# [Tekst źródłowy]
+ + + + +
Ogólnopolskie forum modelarzy FSR
http://www.fsrv.wroclaw.pl/forum/

POMOCY KYOSHO LAMBORGHINI C-1 CAT
http://www.fsrv.wroclaw.pl/forum/viewtopic.php?f=12&t=399
Strona 1 z 1

Autor:  fishmaniak [ 21 cze 2007, 16:59 ]
Tytuł:  POMOCY KYOSHO LAMBORGHINI C-1 CAT

Witam
Jestem tutaj nowy i potrzebuje pomocy.
Dostałem ostatnio model łodzi KYOSHO LAMBORGHINI C-1 CAT /spalina 3,5 cm silnik OS/. Jednak nie chce wchodzić w ślizg. Po uruchomieniu mieli wodę jednak prędkoąć nie jest taka jak na filmach reklamowych. Nie wiem co mam robić. Praktycznie robiłem już wszystko tzn. regulowałem wysokością steru, stateczników tylnych i nic to nie dało. Dodam że łódka jest nowa. Jeżeli ktoś posiada wiedzę co trzeba zrobić to proszę o pomoc.
Pozdrawiam

Autor:  AndrzejC [ 22 cze 2007, 07:04 ]
Tytuł: 

Być może trzeba zmienić śrubę na mniejszą , lub mniejszym skoku. Takich problemów ta drogą nie da sie załatwić. Może też byc inny prooblem z Twoją łódeczką. sprawdż czy nie ma ona opoprów wewnętrznych, tzn czy wszystko dobrze złozyłeś i spasowałeś.jezeli sam wal łodki ciężko się obraca to żaden motor nawet najsilniejszy go nie napędzi.

Autor:  urbit777 [ 22 cze 2007, 13:01 ]
Tytuł: 

Jeżeli łódka jest nowa to może to być niedotarty silnik, który nie ma jeszcze takiej mocy jaką powinien mieć. Oczywiście to tylko jedna z opcji.

Paweł Urbanek
FSR-V-3,5
POL - 478

Autor:  ZDALNY [ 05 lip 2007, 12:45 ]
Tytuł: 

Znam ten model zmień kąt nastawenia sróby i to dlatego mieli a nie ciągnie.

Autor:  Kamur [ 07 cze 2009, 16:42 ]
Tytuł:  Re: POMOCY KYOSHO LAMBORGHINI C-1 CAT

Mam ten sam problem. Zmieniałem ustawienie śruby ale nie przyniosło to żadnych efektów. Silnik jest dotarty prawidłowo, wszystko chodzi w miarę luźno (w granicach mechanicznego rozsądku :) ), a cat jak zamulał tak zamula... jakieś inne pomysły z podpowiedziami??
+ + + + +
# [Zebrany materiał]
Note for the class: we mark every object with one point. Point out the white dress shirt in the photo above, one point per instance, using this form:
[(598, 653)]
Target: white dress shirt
+ + + + +
# [Treść zadania 1]
Odpowiedz krótko na poniższe pytania dotyczące wątku o łodzi Kyosho.
(a) Jaki silnik ma łódź opisana w pierwszym wpisie?
(b) Co według użytkownika urbit777 może być przyczyną problemu, jeśli łódka jest nowa?
(c) Co zmieniał użytkownik Kamur i z jakim skutkiem?
# [Treść zadania 2]
Dopisz dalszy ciąg wątku o łodzi Kyosho, zaczynając po ostatnim zdaniu.

# [Odpowiedź pisemna 1]
(a) Spalinowy silnik OS o oznaczeniu 3,5 cm.
(b) Niedotarty silnik, który nie ma jeszcze takiej mocy, jaką powinien mieć.
(c) Zmieniał ustawienie śruby, ale nie przyniosło to żadnych efektów.

# [Odpowiedź pisemna 2]
PZDR

Kamil Gdańsk

Autor:  Bolek [ 07 cze 2009, 17:32 ]
Tytuł:  Re: POMOCY KYOSHO LAMBORGHINI C-1 CAT

Hi Kamil,
gdybys mogl zamiescic kilka zdjec, to sadze kolegom by bylo latwiej cos zaproponowac.
Osobiscie proponuje sprawdzenie i event. korekte polozenia srodka ciezkosci.
Moze jest za bardzo z tylu i sruba jest cala zanurzona w H2O. Moze by pomogla wieksza sruba o wiekszym skoku.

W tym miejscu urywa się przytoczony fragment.